TRECHO SELECIONADO:
---*---
Rodnei deixou filho de 4 anos — Foto: Arquivo pessoal
Boletim de ocorrência x declaração de óbito
Um dos casos em que o boletim de ocorrência traz essa remoção da vítima do local dos fatos ao hospital é o de Rodnei da Silva Sousa, de 28 anos, morto em 4 de fevereiro durante a Operação Verão. Ele não tinha passagem pela polícia.
Na descrição da Rota no boletim de ocorrência, policiais disseram que ele “apresentava sinais vitais”, mesmo depois de ter sido baleado por tiros de fuzil feitos pela tropa.
Os policiais militares alegaram que atiraram sete vezes na direção do carro em que Rodnei estava porque ele apontou uma arma quando foi abordado no Morro São Bento, em Santos.
Na madrugada do dia seguinte, a morte de Rodnei foi confirmada pelo Hospital Santa Casa de Santos, para onde ele foi levado na ambulância do Corpo de Bombeiros, segundo o boletim de ocorrência. Mas há uma divergência porque não é isso que indica a declaração de óbito assinada por um médico do IML. O documento informa que a vítima morreu no local em que foi baleada, na Avenida São Cristóvão. A declaração também diz, diferentemente do BO, que ele não recebeu assistência médica.
---*---
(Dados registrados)
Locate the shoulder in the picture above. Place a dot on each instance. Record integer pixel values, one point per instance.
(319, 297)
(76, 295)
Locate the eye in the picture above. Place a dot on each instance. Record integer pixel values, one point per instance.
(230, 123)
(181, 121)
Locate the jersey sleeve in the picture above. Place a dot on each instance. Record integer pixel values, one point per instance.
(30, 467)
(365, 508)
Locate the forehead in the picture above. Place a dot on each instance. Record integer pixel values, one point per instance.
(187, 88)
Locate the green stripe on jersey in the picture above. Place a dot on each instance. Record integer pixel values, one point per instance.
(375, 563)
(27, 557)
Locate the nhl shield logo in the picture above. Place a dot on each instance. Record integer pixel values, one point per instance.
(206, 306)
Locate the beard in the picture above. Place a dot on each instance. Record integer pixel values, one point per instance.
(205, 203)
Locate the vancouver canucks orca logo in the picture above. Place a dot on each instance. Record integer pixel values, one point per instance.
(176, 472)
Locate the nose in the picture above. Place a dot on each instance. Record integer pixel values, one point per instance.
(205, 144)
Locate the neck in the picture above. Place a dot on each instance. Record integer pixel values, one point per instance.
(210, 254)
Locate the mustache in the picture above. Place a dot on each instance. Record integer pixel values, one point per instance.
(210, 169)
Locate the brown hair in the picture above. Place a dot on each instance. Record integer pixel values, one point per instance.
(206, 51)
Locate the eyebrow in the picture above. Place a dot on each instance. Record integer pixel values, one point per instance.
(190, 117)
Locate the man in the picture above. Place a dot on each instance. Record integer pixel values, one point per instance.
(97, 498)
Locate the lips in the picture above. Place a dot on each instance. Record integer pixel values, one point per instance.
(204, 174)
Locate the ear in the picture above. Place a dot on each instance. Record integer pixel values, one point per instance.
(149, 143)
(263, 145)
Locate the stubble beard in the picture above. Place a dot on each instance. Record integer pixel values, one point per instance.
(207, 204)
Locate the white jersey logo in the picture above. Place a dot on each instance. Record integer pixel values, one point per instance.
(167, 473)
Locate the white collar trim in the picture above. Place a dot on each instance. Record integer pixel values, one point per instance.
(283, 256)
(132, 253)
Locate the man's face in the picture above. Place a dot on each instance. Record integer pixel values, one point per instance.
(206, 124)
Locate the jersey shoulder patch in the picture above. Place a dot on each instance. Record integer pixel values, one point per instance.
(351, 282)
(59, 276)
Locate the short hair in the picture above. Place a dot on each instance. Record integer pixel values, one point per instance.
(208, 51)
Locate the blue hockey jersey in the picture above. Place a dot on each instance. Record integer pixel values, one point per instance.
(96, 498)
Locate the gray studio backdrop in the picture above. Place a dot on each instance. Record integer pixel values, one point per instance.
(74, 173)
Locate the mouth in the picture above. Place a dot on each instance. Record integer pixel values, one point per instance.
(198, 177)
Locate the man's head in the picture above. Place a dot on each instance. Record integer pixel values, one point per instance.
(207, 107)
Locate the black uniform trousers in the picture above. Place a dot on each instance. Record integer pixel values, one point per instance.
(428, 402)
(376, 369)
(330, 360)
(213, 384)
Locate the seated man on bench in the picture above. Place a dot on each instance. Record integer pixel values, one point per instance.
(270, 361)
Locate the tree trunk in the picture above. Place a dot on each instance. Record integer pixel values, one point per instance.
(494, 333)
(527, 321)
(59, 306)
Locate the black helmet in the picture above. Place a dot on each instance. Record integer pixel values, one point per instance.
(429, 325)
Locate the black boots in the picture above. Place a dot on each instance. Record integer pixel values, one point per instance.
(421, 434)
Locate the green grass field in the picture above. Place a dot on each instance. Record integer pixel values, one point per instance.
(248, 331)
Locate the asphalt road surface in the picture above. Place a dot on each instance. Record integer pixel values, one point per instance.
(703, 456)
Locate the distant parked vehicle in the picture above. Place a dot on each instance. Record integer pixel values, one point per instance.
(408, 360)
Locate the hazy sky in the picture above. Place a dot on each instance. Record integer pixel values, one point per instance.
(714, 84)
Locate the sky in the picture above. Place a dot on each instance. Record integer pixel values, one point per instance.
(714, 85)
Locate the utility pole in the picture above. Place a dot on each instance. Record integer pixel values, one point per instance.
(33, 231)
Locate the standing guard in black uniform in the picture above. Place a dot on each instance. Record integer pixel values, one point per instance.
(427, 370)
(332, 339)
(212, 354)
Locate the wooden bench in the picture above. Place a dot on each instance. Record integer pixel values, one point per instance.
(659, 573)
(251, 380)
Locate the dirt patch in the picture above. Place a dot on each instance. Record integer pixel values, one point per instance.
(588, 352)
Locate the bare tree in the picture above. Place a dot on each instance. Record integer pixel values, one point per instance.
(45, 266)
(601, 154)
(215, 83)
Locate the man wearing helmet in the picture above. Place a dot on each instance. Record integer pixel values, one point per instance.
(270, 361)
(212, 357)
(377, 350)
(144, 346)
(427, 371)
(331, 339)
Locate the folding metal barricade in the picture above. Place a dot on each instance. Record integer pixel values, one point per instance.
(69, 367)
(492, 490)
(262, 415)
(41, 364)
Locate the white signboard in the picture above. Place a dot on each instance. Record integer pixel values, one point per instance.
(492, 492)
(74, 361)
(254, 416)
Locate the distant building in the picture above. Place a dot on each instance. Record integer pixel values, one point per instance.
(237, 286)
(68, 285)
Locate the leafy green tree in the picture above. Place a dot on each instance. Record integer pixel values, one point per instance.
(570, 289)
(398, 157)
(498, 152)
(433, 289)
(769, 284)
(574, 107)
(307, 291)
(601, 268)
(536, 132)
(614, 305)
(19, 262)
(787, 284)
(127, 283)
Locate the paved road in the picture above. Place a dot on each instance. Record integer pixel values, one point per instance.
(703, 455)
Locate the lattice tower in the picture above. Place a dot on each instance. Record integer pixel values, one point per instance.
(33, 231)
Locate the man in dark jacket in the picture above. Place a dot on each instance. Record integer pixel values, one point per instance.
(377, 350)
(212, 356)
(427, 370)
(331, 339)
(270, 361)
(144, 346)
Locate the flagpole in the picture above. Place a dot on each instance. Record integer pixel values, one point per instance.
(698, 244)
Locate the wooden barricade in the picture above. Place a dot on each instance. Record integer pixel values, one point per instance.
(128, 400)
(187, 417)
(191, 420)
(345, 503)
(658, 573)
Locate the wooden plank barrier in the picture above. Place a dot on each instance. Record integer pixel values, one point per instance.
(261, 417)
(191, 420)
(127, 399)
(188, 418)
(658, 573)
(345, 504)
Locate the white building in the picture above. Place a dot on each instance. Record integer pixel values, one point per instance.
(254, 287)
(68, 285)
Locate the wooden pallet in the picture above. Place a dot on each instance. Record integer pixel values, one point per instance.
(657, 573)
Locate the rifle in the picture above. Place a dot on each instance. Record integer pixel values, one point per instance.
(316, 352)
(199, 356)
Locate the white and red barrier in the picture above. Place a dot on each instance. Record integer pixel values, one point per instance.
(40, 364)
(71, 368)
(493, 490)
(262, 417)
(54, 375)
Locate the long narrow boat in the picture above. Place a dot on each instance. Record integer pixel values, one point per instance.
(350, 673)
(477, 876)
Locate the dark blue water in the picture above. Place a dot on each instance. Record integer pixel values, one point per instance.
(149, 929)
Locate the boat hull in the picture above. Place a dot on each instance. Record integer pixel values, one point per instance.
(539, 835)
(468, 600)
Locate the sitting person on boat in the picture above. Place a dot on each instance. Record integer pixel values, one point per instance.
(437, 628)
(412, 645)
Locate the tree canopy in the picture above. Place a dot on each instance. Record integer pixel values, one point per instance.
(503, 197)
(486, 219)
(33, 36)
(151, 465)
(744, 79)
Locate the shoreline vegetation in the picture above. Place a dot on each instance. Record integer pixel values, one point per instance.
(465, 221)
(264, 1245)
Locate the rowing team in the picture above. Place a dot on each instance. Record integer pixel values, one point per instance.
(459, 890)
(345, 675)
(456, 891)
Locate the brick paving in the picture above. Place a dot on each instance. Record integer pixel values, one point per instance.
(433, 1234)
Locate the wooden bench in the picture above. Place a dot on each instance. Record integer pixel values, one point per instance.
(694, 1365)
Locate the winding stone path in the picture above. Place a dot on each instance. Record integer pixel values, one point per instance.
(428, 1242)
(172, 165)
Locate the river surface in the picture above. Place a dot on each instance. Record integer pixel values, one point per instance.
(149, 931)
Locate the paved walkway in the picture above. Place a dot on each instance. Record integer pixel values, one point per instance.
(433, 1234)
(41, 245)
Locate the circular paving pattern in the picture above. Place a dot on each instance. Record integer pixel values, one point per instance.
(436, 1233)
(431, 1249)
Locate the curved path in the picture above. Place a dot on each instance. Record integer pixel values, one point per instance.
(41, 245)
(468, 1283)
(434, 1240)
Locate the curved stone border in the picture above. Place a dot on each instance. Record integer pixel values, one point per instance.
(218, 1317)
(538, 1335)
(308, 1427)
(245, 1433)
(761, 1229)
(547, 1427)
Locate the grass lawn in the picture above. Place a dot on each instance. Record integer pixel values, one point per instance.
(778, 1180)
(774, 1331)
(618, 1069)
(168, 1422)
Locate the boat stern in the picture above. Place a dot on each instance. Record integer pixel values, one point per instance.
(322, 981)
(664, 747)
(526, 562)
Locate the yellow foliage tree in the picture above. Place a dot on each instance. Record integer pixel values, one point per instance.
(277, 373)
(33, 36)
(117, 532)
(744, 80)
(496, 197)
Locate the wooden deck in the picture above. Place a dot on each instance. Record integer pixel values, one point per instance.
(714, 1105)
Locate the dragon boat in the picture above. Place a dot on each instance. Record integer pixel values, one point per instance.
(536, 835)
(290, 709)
---*---
TAREFA:
Indique se cada afirmação a seguir concorda com o trecho sobre a morte de Rodnei. Responda sim ou não e cite literalmente as palavras decisivas do trecho.
1. Os policiais militares atiraram sete vezes na direção do carro em que Rodnei estava.
2. Rodnei tinha passagem pela polícia.
3. Segundo a declaração de óbito, Rodnei morreu no Hospital Santa Casa de Santos.

RESULTADO ABAIXO:
1. Sim: "atiraram sete vezes na direção do carro em que Rodnei estava"
2. Não: "Ele não tinha passagem pela polícia."
3. Não: "a vítima morreu no local em que foi baleada, na Avenida São Cristóvão"